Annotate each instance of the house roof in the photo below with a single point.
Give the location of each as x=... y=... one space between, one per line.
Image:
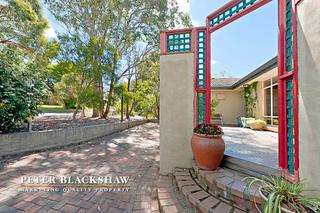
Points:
x=220 y=83
x=232 y=83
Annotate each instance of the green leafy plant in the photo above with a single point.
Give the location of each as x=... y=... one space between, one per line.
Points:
x=20 y=95
x=208 y=129
x=214 y=105
x=280 y=193
x=250 y=97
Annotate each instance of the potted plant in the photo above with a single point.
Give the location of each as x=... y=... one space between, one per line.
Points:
x=281 y=195
x=208 y=146
x=245 y=121
x=257 y=124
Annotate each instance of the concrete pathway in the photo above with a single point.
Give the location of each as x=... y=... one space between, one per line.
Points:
x=256 y=146
x=133 y=153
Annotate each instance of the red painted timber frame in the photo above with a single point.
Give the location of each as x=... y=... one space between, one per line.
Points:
x=282 y=95
x=282 y=75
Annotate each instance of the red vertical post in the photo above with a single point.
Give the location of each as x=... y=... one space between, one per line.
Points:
x=208 y=75
x=194 y=48
x=281 y=98
x=295 y=89
x=163 y=43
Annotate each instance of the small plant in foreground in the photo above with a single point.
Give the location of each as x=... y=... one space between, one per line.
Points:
x=281 y=194
x=208 y=129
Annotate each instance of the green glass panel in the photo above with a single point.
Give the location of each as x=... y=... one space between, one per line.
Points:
x=231 y=12
x=178 y=42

* [Exercise instructions]:
Only one number is expected: the count of lines above that contain the string "green".

* [Output below]:
2